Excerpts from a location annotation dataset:

================================

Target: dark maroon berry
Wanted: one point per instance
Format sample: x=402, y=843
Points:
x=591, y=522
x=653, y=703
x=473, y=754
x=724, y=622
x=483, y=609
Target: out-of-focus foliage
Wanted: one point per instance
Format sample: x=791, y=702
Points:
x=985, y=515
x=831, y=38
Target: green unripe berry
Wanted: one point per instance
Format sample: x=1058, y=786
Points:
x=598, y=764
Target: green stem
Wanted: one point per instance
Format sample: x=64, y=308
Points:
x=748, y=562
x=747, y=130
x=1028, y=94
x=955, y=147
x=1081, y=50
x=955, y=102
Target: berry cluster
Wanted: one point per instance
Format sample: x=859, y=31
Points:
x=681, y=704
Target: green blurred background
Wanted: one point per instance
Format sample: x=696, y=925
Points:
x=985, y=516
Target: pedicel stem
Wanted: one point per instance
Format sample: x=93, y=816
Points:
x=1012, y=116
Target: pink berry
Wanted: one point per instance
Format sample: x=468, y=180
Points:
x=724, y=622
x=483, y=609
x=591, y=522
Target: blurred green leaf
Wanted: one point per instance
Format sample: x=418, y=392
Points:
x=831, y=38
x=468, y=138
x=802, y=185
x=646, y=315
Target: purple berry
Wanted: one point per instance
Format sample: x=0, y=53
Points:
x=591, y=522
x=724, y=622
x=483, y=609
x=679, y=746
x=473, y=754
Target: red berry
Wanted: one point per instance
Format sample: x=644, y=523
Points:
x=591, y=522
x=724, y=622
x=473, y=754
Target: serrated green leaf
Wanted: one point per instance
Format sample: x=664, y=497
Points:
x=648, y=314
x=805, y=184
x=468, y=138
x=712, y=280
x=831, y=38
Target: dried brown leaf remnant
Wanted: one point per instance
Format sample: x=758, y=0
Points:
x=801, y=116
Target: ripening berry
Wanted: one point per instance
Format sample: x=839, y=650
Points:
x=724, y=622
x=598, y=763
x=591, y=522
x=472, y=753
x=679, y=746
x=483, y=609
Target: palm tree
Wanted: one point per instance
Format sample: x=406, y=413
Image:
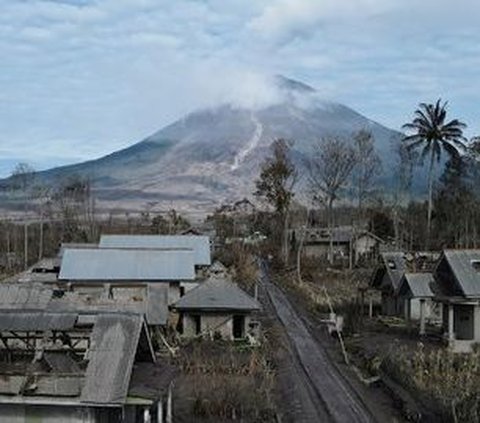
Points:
x=433, y=134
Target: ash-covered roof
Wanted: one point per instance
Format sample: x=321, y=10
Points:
x=57, y=368
x=36, y=321
x=217, y=294
x=395, y=267
x=198, y=243
x=127, y=265
x=465, y=268
x=417, y=285
x=19, y=296
x=113, y=345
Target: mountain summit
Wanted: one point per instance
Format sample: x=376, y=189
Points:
x=213, y=155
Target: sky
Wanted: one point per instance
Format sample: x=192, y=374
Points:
x=82, y=78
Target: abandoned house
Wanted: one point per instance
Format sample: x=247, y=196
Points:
x=56, y=367
x=386, y=278
x=200, y=245
x=457, y=277
x=91, y=270
x=348, y=244
x=416, y=295
x=217, y=307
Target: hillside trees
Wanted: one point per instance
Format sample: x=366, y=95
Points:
x=368, y=167
x=430, y=132
x=329, y=169
x=278, y=177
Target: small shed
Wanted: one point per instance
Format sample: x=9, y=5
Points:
x=416, y=293
x=217, y=307
x=199, y=244
x=386, y=278
x=457, y=278
x=59, y=369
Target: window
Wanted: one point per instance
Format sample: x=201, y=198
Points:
x=476, y=265
x=198, y=324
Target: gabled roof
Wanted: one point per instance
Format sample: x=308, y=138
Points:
x=217, y=294
x=114, y=342
x=393, y=264
x=126, y=265
x=465, y=268
x=100, y=376
x=198, y=243
x=417, y=285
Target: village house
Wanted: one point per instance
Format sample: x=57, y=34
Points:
x=416, y=294
x=349, y=244
x=199, y=244
x=217, y=307
x=57, y=367
x=114, y=270
x=389, y=276
x=457, y=277
x=386, y=278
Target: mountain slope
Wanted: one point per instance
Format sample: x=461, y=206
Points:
x=213, y=155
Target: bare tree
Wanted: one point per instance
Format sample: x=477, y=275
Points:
x=22, y=179
x=276, y=182
x=367, y=169
x=329, y=169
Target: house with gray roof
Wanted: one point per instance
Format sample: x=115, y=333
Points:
x=349, y=243
x=199, y=244
x=416, y=291
x=93, y=270
x=217, y=307
x=55, y=367
x=457, y=288
x=386, y=278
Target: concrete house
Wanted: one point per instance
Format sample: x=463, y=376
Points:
x=199, y=244
x=386, y=278
x=55, y=367
x=416, y=294
x=348, y=243
x=115, y=270
x=457, y=278
x=217, y=307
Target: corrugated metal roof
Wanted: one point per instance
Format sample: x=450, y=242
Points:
x=217, y=294
x=114, y=342
x=36, y=321
x=127, y=265
x=419, y=285
x=24, y=296
x=395, y=265
x=465, y=266
x=157, y=304
x=198, y=243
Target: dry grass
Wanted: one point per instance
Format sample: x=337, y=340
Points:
x=225, y=381
x=451, y=381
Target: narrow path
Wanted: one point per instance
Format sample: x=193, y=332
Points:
x=251, y=144
x=330, y=391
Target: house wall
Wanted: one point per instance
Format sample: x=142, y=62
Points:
x=321, y=250
x=221, y=323
x=365, y=245
x=20, y=413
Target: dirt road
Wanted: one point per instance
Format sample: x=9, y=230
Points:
x=325, y=392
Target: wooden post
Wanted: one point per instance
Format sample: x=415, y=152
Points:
x=169, y=405
x=160, y=411
x=451, y=333
x=422, y=316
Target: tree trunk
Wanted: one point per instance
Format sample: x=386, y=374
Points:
x=430, y=198
x=330, y=230
x=285, y=239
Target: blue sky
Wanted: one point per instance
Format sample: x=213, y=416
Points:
x=82, y=78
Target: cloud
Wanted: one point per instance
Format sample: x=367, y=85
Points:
x=84, y=78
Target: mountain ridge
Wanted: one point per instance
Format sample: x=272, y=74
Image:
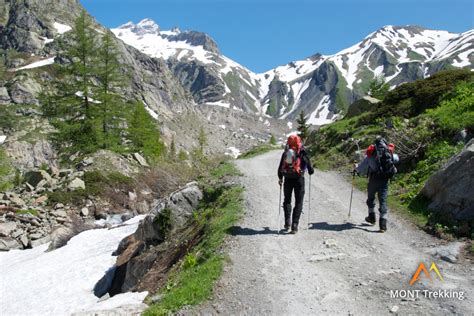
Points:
x=396, y=53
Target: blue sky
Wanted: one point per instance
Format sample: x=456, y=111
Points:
x=263, y=34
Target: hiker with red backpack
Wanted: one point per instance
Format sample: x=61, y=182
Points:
x=293, y=164
x=379, y=166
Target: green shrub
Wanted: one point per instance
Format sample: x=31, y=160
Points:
x=5, y=170
x=456, y=111
x=144, y=134
x=190, y=261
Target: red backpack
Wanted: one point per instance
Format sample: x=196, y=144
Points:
x=291, y=165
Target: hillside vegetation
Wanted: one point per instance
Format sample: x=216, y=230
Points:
x=428, y=120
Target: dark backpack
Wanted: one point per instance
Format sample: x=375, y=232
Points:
x=385, y=163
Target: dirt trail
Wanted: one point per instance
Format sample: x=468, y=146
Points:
x=336, y=266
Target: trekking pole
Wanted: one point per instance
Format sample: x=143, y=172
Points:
x=352, y=191
x=309, y=201
x=279, y=211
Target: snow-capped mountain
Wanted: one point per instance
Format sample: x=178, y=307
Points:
x=321, y=86
x=196, y=61
x=325, y=85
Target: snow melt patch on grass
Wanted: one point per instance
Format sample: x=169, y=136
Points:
x=61, y=28
x=37, y=64
x=61, y=282
x=464, y=57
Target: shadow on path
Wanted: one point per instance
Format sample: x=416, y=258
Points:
x=341, y=227
x=244, y=231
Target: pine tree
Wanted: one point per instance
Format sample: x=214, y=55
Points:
x=71, y=109
x=202, y=140
x=110, y=81
x=303, y=127
x=5, y=170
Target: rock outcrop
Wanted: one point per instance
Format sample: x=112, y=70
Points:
x=140, y=252
x=450, y=190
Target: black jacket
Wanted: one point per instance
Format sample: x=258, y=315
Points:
x=305, y=160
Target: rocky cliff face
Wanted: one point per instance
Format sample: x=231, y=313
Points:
x=450, y=189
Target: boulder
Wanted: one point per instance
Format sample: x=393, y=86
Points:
x=59, y=213
x=39, y=242
x=183, y=202
x=7, y=243
x=85, y=211
x=76, y=184
x=140, y=159
x=25, y=155
x=132, y=260
x=450, y=189
x=7, y=228
x=17, y=201
x=36, y=176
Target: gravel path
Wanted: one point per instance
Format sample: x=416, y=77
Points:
x=334, y=265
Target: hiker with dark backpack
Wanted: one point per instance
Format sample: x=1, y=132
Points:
x=293, y=164
x=379, y=166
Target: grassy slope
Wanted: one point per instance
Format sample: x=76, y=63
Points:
x=192, y=281
x=422, y=118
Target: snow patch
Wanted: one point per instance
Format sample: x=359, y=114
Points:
x=61, y=282
x=219, y=103
x=464, y=59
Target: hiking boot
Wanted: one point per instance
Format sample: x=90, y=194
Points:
x=294, y=229
x=371, y=219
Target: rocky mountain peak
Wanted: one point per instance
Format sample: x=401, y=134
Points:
x=197, y=39
x=145, y=26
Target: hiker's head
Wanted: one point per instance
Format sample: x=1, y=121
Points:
x=294, y=142
x=380, y=139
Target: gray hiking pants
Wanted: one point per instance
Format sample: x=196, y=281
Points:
x=379, y=187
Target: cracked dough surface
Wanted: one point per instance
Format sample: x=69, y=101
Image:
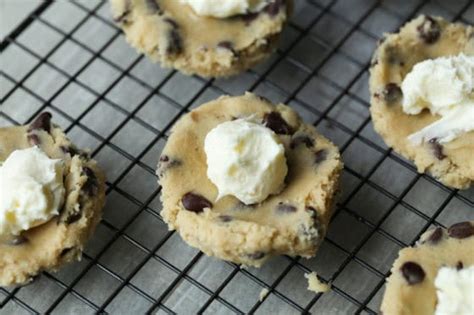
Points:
x=393, y=60
x=60, y=240
x=171, y=33
x=293, y=222
x=400, y=297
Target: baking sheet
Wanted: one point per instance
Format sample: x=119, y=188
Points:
x=73, y=62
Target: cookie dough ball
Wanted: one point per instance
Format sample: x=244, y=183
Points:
x=292, y=220
x=435, y=275
x=57, y=239
x=407, y=130
x=173, y=33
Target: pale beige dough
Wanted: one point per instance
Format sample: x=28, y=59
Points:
x=171, y=33
x=453, y=162
x=436, y=248
x=294, y=222
x=60, y=240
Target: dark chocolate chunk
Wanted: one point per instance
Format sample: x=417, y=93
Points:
x=33, y=139
x=307, y=141
x=273, y=8
x=65, y=251
x=392, y=93
x=91, y=186
x=195, y=203
x=437, y=149
x=256, y=255
x=229, y=46
x=436, y=236
x=153, y=6
x=320, y=156
x=429, y=30
x=285, y=208
x=412, y=272
x=461, y=230
x=42, y=122
x=175, y=42
x=17, y=241
x=275, y=122
x=225, y=218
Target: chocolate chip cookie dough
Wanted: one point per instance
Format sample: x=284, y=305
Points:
x=170, y=32
x=416, y=277
x=424, y=38
x=292, y=221
x=61, y=239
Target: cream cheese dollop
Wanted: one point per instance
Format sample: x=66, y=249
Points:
x=444, y=86
x=224, y=8
x=455, y=291
x=245, y=160
x=31, y=190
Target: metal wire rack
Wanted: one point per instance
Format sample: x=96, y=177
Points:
x=67, y=57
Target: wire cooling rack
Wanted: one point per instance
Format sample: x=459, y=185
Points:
x=67, y=57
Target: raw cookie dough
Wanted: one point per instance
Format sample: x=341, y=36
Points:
x=293, y=222
x=410, y=288
x=423, y=38
x=60, y=240
x=171, y=33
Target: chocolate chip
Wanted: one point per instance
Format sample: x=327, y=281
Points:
x=320, y=156
x=436, y=236
x=429, y=30
x=33, y=139
x=275, y=122
x=17, y=241
x=65, y=251
x=461, y=230
x=437, y=149
x=229, y=46
x=225, y=218
x=412, y=272
x=256, y=255
x=285, y=208
x=153, y=6
x=91, y=186
x=195, y=203
x=307, y=141
x=42, y=122
x=273, y=8
x=175, y=43
x=392, y=93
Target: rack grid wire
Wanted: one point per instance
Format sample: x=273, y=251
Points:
x=68, y=57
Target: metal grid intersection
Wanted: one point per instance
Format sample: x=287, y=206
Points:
x=133, y=263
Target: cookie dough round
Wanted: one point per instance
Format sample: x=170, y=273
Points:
x=60, y=240
x=171, y=33
x=410, y=288
x=292, y=222
x=423, y=38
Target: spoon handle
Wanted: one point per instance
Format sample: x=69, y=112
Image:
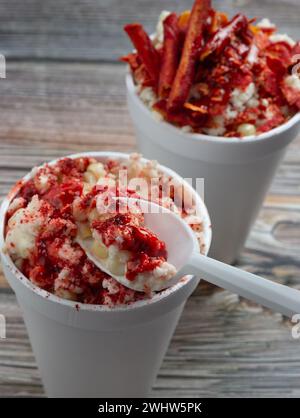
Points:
x=272, y=295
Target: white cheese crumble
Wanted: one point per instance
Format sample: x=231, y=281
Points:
x=266, y=24
x=293, y=81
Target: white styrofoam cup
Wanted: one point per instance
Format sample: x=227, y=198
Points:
x=237, y=172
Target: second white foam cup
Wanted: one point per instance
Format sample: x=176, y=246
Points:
x=237, y=172
x=95, y=351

================================

=== YOUR INSTRUCTIONS ===
Recast the material between the line holding "Target: abandoned house" and the line holding "x=278, y=177", inclusive, as a Markdown table with the columns Row and Line. Number each line in the Row column and leave out any blank lines.

=== EXPECTED OUTPUT ===
| Row | Line |
|---|---|
| 1 | Target: abandoned house |
| 2 | Wanted: one point per instance |
| 3 | Format sample: x=247, y=196 |
| 4 | Points: |
| 5 | x=56, y=367 |
| 6 | x=386, y=278 |
| 7 | x=200, y=245 |
| 8 | x=457, y=277 |
| 9 | x=91, y=270 |
| 10 | x=348, y=244 |
| 11 | x=416, y=295 |
| 12 | x=217, y=307 |
| 13 | Target: hillside trees |
| 14 | Wanted: one point per instance |
| 15 | Format sample: x=366, y=95 |
| 16 | Points: |
| 17 | x=368, y=167 |
| 18 | x=430, y=132 |
| 19 | x=329, y=169 |
| 20 | x=278, y=177 |